> [GOAL]
Extend the Fuyao Glass stock note below, starting right after its final sentence.

Fuyao Glass Industry Group Co Ltd (3606 HK): Auto parts producers are catching up

  • Buy Entry – 40.5 Target – 45.0 Stop Loss – 38.2
  • Fuyao Glass Industry Group Co Ltd is a China-based company, principally engaged in the manufacture and distribution of float glasses and automobile glasses. The company’s products portfolio consist of automobile glasses, such as coating glasses and others, which are applied in passenger cars, buses, limousines and others, and float glasses. The company distributes its products within domestic markets and to overseas markets.
  • 1Q22 earnings review. Operating revenue grew by 14.75% YoY to RMB6.5bn. Net profit attributable to company shareholders grew by 1.86% YoY to RMB871.2mn. Three negatives resulted in mediocre results, including appreciation of RMB, high raw material costs, and high freight rates. The appreciation of RMB led to a decrease of RMB50.4mn in the gross profit. The high material costs and freight rates led to a decrease of RMB70.2mn and RMB53.1mn in total profit respectively. The company announced a final dividend of RMB10 (tax inclusive) (equivalent to HK$11.6) in cash per 10 shares.

> [EXTRACTED DATA]
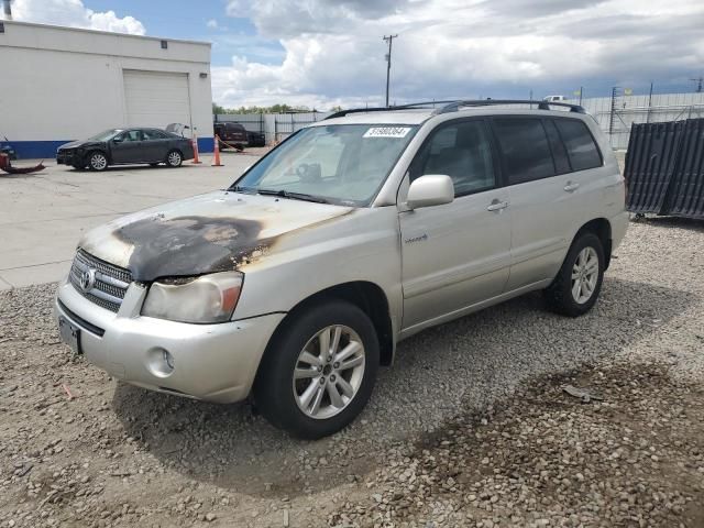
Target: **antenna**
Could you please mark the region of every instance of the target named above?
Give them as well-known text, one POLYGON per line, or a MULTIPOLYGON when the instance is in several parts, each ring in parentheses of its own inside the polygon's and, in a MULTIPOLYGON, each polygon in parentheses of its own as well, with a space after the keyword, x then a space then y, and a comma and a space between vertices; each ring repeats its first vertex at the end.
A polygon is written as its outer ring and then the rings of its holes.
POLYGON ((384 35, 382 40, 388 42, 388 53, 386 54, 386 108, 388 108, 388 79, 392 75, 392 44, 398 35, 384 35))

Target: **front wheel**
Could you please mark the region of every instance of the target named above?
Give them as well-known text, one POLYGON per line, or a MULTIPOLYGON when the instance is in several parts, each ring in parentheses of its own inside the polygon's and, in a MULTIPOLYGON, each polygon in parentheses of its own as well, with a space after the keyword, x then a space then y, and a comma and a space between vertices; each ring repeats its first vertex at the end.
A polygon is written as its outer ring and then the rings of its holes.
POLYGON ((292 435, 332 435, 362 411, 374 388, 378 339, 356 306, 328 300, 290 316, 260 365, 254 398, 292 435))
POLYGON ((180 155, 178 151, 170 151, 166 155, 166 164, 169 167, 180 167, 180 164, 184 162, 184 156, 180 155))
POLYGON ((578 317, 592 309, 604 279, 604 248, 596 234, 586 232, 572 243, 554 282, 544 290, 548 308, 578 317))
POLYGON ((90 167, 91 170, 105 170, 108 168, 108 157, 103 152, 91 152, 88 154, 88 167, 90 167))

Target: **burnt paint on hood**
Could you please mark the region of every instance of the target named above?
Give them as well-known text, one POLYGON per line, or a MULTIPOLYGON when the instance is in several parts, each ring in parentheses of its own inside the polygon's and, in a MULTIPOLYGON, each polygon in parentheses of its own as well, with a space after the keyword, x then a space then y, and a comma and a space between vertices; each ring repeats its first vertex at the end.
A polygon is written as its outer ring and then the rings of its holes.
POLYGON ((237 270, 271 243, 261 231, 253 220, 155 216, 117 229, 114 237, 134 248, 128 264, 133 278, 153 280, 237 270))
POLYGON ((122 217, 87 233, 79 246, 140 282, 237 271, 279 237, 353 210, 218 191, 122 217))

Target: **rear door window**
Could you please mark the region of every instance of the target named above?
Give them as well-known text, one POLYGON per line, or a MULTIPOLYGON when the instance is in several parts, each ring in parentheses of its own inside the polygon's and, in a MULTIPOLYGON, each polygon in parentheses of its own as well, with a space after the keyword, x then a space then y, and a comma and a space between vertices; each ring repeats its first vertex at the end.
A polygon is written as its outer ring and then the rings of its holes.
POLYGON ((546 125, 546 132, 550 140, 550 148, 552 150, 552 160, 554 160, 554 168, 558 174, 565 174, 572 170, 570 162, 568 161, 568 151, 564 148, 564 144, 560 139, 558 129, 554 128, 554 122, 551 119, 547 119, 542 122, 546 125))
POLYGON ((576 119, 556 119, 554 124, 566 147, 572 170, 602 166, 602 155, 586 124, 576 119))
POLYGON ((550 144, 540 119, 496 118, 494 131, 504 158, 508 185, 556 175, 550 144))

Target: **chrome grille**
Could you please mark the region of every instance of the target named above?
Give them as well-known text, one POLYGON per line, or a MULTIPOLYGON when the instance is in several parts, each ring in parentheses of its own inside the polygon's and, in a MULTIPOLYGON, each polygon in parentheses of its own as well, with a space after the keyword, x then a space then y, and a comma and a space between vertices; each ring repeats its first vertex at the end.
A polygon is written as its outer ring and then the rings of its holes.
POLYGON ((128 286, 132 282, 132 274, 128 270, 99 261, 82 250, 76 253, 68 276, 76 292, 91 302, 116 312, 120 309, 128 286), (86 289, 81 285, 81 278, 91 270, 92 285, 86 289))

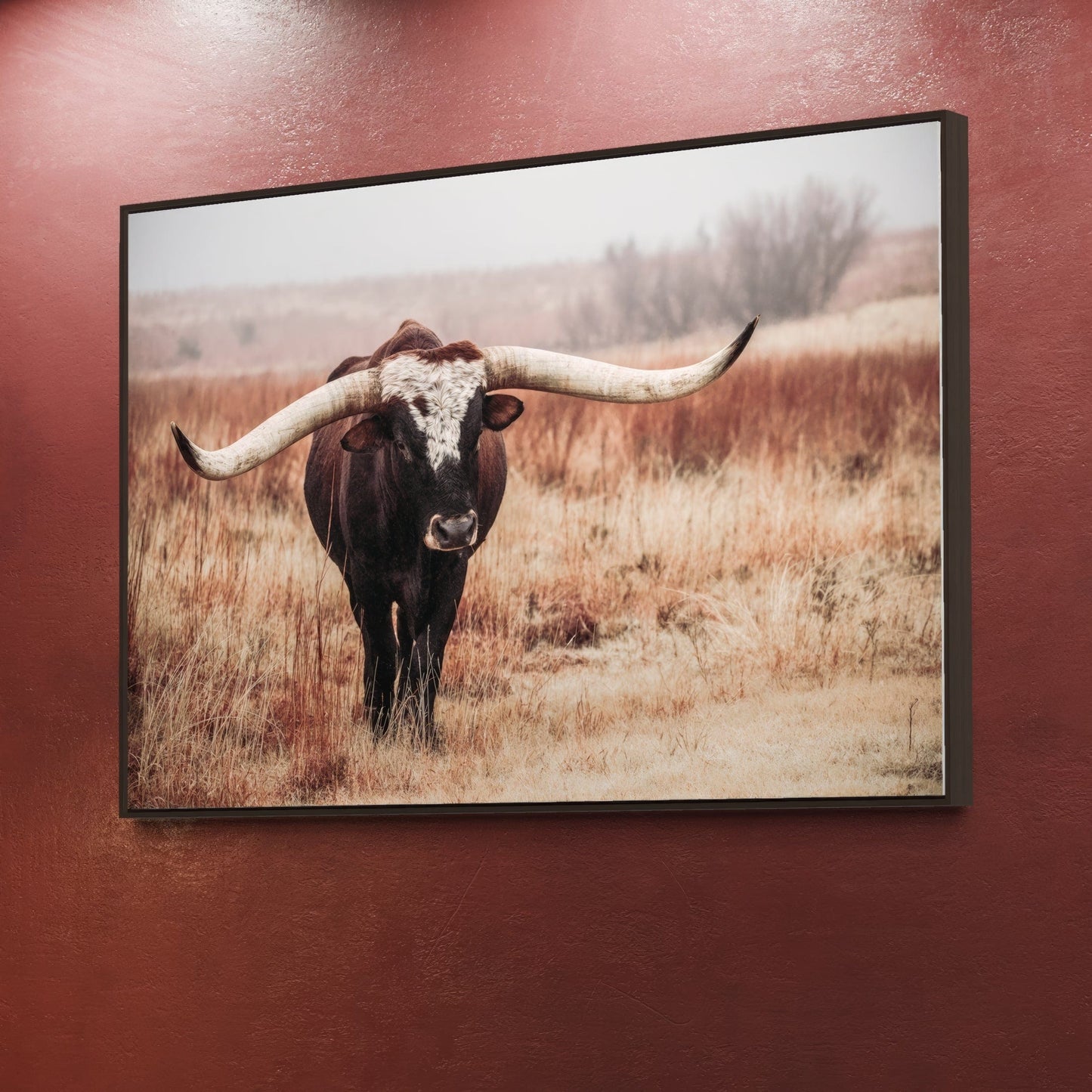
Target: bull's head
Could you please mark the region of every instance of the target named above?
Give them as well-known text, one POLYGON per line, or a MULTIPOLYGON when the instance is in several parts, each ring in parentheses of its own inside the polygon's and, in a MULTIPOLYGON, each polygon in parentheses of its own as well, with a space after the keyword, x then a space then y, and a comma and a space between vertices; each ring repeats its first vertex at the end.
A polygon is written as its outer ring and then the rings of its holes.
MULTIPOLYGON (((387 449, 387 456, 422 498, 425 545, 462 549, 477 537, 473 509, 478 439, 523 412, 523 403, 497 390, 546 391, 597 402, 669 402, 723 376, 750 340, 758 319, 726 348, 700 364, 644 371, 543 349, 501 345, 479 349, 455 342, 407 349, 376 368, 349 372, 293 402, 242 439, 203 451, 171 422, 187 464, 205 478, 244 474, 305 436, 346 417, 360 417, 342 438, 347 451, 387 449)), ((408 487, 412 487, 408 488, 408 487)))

> [TASK OUTPUT]
  • Automobile production to accelerate from June onwards. Previously, the authority announced an auto purchase tax cut, and major cities started to ease the lockdown measures. The expected improving demand for automobiles will drive producers to accelerate production as supply chain disruptions mitigate. The global EV leader, Tesla planned to manufacture more than 71,000 units of both Model 3 and Model Y in June. Due to Shanghai’s lockdown from March to May, Tesla’s Shanghai factory halted production for three weeks, and its daily production was 1,000 units in 2HApril. Therefore, Tesla has boosted its capacity utilization rate to 100% since the lockdown measures were lifted. Auto part manufacturers are expected to benefit from the turnaround of the sales and production of the sector.
  • Consensus estimates per the 12-month target price are at HK$45.45. EPS is forecasted to grow at 26.1%/24.4% for FY22F/23F, which would bring forward P/Es down to 22.9x/18.4x for FY22F/23F. The current PER is 28.9x.

(Source: Bloomberg)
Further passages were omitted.